Selection.

Teenagers in England will be receiving new 9-1 grades in many of their GCSE subjects this year, following major exam reforms.

GCSEs in England have undergone sweeping changes as part of education reforms that began under the coalition government.

These changes are now being felt in schools and colleges across the country, with one of the biggest being a new grading system.

So, what is the new grading system?

– Traditional A* to G grades have been replaced with a 9 to 1 system, with 9 the highest mark.

– English and maths GCSEs – core subjects taken by all teenagers – were the first to move to the new system, with numerical grades awarded for these courses for the first time last summer.

Why was the grading system changed?

– The move is part of a wider reform of exams which has seen a complete overhaul of the content and structure of GCSEs.

– Schools and colleges have been teaching these new GCSEs for the last two to three years, and it is only now that grades are starting to be awarded.

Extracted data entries
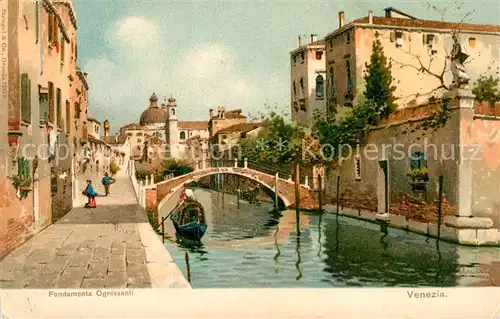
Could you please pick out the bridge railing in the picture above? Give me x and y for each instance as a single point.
(285, 174)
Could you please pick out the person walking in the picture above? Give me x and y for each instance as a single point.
(106, 182)
(91, 194)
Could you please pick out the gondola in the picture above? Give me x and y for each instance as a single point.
(189, 220)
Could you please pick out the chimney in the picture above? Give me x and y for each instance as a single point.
(106, 128)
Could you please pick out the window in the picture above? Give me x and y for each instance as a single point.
(68, 117)
(319, 54)
(51, 26)
(77, 110)
(348, 73)
(320, 90)
(429, 40)
(59, 110)
(399, 39)
(51, 103)
(37, 22)
(357, 168)
(62, 50)
(418, 161)
(25, 98)
(43, 100)
(330, 83)
(23, 168)
(472, 42)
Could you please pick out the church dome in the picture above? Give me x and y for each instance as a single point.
(153, 114)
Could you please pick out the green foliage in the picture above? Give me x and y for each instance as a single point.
(281, 141)
(23, 184)
(438, 119)
(176, 167)
(487, 89)
(378, 79)
(141, 175)
(349, 131)
(114, 167)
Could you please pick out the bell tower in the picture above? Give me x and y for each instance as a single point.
(171, 129)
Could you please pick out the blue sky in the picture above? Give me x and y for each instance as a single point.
(232, 53)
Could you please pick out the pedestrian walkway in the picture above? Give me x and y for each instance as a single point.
(110, 246)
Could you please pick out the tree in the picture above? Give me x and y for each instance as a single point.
(487, 89)
(378, 79)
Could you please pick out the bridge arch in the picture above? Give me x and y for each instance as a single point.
(180, 181)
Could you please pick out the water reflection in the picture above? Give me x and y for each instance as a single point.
(257, 246)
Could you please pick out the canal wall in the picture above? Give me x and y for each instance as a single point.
(465, 237)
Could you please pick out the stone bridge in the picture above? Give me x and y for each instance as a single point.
(164, 195)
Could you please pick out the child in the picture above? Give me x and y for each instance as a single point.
(91, 194)
(106, 182)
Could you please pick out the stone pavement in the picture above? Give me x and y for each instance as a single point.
(94, 248)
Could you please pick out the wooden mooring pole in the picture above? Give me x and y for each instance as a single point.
(297, 197)
(320, 193)
(276, 192)
(440, 204)
(338, 193)
(186, 257)
(163, 229)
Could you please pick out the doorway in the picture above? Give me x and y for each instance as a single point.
(383, 187)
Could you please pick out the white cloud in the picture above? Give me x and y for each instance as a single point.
(135, 33)
(200, 78)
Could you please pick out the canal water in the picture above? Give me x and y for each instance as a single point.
(250, 246)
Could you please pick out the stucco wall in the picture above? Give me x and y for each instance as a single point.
(485, 134)
(409, 81)
(400, 141)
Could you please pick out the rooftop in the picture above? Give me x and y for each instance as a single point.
(415, 24)
(192, 125)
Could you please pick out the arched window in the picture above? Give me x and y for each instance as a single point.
(330, 83)
(320, 90)
(348, 73)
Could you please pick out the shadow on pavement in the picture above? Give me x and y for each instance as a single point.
(106, 214)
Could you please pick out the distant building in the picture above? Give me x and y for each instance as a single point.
(308, 94)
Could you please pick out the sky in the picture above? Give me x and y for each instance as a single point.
(211, 53)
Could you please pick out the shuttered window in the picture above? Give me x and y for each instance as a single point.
(59, 109)
(25, 98)
(43, 99)
(62, 50)
(23, 168)
(37, 21)
(51, 103)
(68, 117)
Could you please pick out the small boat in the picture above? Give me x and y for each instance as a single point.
(189, 220)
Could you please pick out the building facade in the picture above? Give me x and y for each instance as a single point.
(37, 157)
(308, 95)
(409, 44)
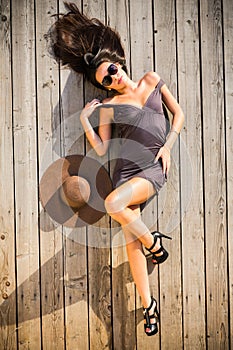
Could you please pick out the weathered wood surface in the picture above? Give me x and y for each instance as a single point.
(65, 288)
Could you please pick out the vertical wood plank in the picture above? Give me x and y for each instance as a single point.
(52, 303)
(141, 40)
(26, 192)
(123, 288)
(214, 175)
(7, 241)
(169, 205)
(191, 176)
(75, 268)
(99, 240)
(228, 60)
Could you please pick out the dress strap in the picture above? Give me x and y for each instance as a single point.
(160, 84)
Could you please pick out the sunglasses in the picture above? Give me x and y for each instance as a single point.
(112, 70)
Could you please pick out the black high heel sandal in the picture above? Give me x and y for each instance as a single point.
(151, 328)
(158, 259)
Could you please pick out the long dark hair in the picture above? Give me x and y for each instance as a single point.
(83, 44)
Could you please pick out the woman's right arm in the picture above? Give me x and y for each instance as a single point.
(100, 141)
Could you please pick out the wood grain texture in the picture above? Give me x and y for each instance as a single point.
(65, 288)
(192, 214)
(7, 236)
(214, 174)
(25, 164)
(169, 197)
(228, 79)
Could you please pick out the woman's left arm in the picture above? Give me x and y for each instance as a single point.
(177, 123)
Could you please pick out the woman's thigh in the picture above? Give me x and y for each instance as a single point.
(133, 192)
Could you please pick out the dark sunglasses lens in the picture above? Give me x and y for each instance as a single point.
(107, 80)
(112, 69)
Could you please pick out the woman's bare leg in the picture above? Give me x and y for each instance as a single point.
(138, 263)
(118, 205)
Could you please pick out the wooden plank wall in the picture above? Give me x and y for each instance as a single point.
(66, 288)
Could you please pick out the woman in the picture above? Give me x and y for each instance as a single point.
(89, 47)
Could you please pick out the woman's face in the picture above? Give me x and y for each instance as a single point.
(111, 75)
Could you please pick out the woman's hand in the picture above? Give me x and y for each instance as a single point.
(89, 108)
(164, 153)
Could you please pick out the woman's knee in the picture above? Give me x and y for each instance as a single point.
(112, 204)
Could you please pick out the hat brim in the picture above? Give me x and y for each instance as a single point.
(53, 178)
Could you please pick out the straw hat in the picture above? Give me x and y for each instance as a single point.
(73, 189)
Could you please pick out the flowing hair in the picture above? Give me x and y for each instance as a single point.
(83, 44)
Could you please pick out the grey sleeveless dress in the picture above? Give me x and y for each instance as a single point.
(143, 132)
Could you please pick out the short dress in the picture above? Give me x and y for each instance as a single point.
(142, 131)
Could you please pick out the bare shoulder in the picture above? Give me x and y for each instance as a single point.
(151, 78)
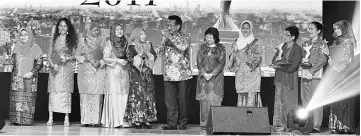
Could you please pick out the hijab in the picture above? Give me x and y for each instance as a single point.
(92, 42)
(117, 41)
(28, 49)
(242, 41)
(135, 39)
(346, 31)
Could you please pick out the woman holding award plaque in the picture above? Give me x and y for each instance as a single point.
(27, 63)
(117, 79)
(312, 68)
(342, 113)
(61, 76)
(245, 60)
(141, 101)
(91, 76)
(286, 78)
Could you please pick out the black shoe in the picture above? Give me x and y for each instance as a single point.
(15, 124)
(147, 126)
(168, 128)
(315, 131)
(183, 127)
(84, 125)
(138, 126)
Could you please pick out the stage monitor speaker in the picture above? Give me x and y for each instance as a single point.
(238, 120)
(2, 121)
(303, 125)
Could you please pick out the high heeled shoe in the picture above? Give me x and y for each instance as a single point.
(147, 126)
(66, 122)
(50, 122)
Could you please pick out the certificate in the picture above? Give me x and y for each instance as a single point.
(25, 65)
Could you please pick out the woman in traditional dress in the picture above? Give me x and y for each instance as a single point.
(245, 60)
(211, 59)
(312, 74)
(286, 78)
(117, 79)
(61, 76)
(342, 114)
(141, 108)
(27, 63)
(91, 76)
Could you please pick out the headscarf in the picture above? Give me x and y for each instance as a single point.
(28, 49)
(346, 31)
(135, 39)
(142, 46)
(117, 41)
(92, 42)
(242, 41)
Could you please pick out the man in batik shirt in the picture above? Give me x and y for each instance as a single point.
(177, 72)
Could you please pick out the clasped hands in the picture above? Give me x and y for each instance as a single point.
(207, 76)
(28, 75)
(114, 60)
(307, 75)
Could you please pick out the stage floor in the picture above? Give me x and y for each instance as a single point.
(40, 128)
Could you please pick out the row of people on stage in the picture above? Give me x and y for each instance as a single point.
(118, 88)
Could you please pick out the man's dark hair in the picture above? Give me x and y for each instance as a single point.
(178, 20)
(213, 31)
(294, 32)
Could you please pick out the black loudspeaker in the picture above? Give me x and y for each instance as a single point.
(2, 121)
(358, 129)
(303, 125)
(238, 120)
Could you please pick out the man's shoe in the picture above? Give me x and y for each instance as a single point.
(315, 131)
(183, 127)
(168, 128)
(147, 126)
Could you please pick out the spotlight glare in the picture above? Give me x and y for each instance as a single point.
(302, 113)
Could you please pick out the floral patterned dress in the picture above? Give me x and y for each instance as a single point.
(141, 101)
(91, 84)
(342, 114)
(209, 93)
(61, 83)
(246, 63)
(23, 96)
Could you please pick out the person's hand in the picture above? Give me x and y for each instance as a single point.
(325, 50)
(166, 34)
(207, 76)
(330, 61)
(308, 75)
(102, 64)
(137, 61)
(275, 66)
(63, 59)
(96, 64)
(55, 67)
(123, 62)
(28, 75)
(304, 60)
(81, 59)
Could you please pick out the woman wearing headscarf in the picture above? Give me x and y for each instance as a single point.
(245, 60)
(211, 58)
(117, 79)
(342, 114)
(27, 64)
(61, 76)
(286, 62)
(141, 108)
(91, 76)
(314, 59)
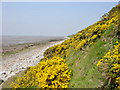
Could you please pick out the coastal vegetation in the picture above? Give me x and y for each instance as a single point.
(88, 59)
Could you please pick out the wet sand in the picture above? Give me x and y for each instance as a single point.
(19, 61)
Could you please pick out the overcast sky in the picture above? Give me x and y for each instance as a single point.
(50, 18)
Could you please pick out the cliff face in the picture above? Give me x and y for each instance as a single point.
(91, 58)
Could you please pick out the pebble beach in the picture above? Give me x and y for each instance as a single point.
(13, 64)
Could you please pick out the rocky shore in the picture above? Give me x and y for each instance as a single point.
(15, 63)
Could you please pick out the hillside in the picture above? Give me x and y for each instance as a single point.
(88, 59)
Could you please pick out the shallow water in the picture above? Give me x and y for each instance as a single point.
(11, 40)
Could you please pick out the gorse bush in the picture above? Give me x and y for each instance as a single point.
(49, 73)
(110, 64)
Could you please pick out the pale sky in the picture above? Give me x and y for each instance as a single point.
(50, 18)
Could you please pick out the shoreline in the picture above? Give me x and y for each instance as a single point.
(20, 61)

List of tasks.
[a] According to the passage on GCSE reforms, which GCSE subjects were the first to move to the new grading system?
[b] Echo the passage on GCSE reforms, starting with "Teenagers in England" and going on through "new grading system?".

Task results.
[a] English and maths were the first to move to the new system.

[b]
Teenagers in England will be receiving new 9-1 grades in many of their GCSE subjects this year, following major exam reforms.

GCSEs in England have undergone sweeping changes as part of education reforms that began under the coalition government.

These changes are now being felt in schools and colleges across the country, with one of the biggest being a new grading system.

So, what is the new grading system?